■ **What is expected**: Copy everything in the shooting-method passage from "u'' = \lambda^2" down to "of $\lambda$ .", and switch "exact" to "true".

═══ Passage given ═══

Example 10.2.2 (Shooting solution of a BVP)

We revisit Example 10.2.1 but let Function 10.2.1 do the heavy lifting.

lambda = 0.6;
phi = @(r, w, dwdr) lambda ./ w.^2 - dwdr ./ r;   
a = eps;  b = 1;    % avoid r=0 in denominator

We specify the given and unknown endpoint values.

ga = @(u, du) du;
gb = @(u, du) u - 1;

init = [0.8; 0];    % initial guess for u(a) and u'(a)
[r, w, dwdx] = shoot(phi, a, b, ga, gb, init, 1e-5);
clf,  plot(r, w)
title('Correct solution')
xlabel('r'),  ylabel('w(r)')

The value of $w$ at $r=1$ , meant to be exactly one, was computed to be

format long
w(end)

The accuracy is consistent with the error tolerance used for the IVP solution. The initial value $w(0)$ that gave this solution is

w(1)

10.2.2Instability¶

The accuracy of the shooting method should be comparable to those of the component pieces, the rootfinding method, and the IVP solver. However, the shooting method is unstable for some problems. An example illustrates the trouble.

Example 10.2.3 (Instability of shooting)

We solve the problem

u'' = \lambda^2 u + \lambda^2, \quad 0\le x \le 1, \quad u(0)=-1,\; u(1)=0.

(10.2.3)

The exact solution is easily confirmed to be

u(x) = \frac{\sinh(\lambda x)}{\sinh(\lambda)} - 1.

(10.2.4)

This solution satisfies $-1\le u(x) \le 0$ for all $x\in[0,1]$ . Now we compute shooting solutions for several values of $\lambda$ .

ga = @(u, du) u + 1;
gb = @(u, du) u;
clf
warning off
for lambda = 16:4:24
    phi = @(x, u, du_dx) lambda^2 * (u + 1);
    [x, u, du_dx] = shoot(phi, 0.0, 1.0, ga, gb, [-1; 0], 1e-8);
    plot(x, u, displayname=sprintf("lambda=%d", lambda))
    hold on
    xlabel('x'),  ylabel('u(x)')

═══ Dataset records ═══

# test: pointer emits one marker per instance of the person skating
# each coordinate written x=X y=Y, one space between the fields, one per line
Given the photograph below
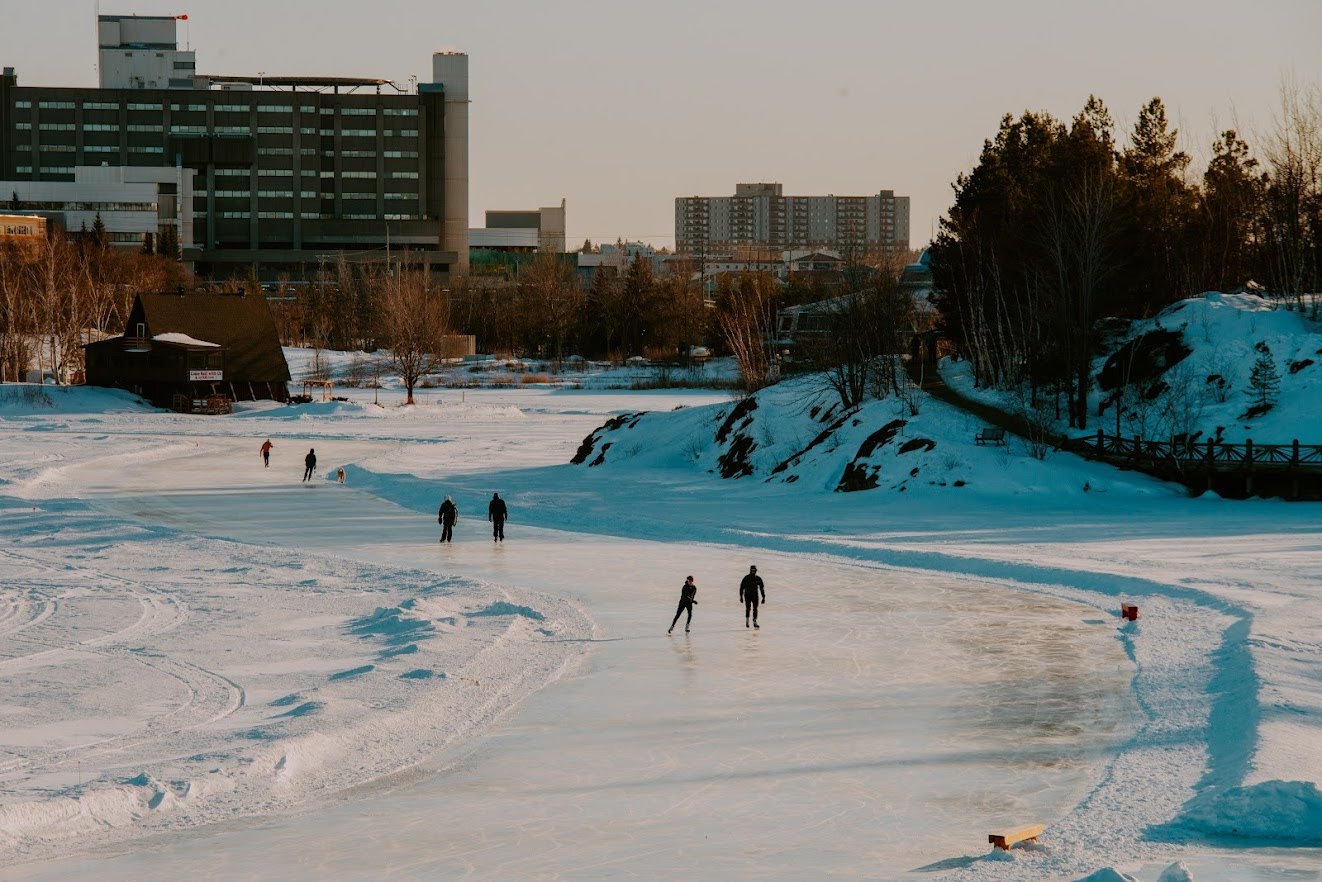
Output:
x=688 y=598
x=496 y=513
x=447 y=516
x=748 y=590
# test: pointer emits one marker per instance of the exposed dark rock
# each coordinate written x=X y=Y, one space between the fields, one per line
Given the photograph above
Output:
x=1144 y=359
x=916 y=443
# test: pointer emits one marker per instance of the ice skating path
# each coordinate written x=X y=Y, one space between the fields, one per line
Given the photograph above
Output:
x=881 y=721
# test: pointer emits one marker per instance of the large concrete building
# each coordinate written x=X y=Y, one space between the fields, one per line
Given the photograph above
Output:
x=288 y=172
x=760 y=214
x=524 y=230
x=135 y=204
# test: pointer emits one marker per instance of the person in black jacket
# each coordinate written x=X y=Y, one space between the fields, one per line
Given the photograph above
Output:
x=447 y=516
x=496 y=513
x=748 y=590
x=688 y=598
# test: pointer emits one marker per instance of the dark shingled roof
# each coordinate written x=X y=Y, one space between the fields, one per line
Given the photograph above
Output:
x=242 y=324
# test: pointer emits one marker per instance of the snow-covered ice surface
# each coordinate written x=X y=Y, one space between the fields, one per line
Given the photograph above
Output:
x=931 y=667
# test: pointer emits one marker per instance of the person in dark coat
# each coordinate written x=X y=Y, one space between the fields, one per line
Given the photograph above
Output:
x=447 y=516
x=748 y=590
x=688 y=598
x=496 y=513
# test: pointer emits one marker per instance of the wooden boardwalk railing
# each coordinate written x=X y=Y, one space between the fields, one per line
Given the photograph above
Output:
x=1202 y=462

═══

■ **Answer to the problem**:
u'' = \lambda^2 u + \lambda^2, \quad 0\le x \le 1, \quad u(0)=-1,\; u(1)=0.

(10.2.3)

The true solution is easily confirmed to be

u(x) = \frac{\sinh(\lambda x)}{\sinh(\lambda)} - 1.

(10.2.4)

This solution satisfies $-1\le u(x) \le 0$ for all $x\in[0,1]$ . Now we compute shooting solutions for several values of $\lambda$ .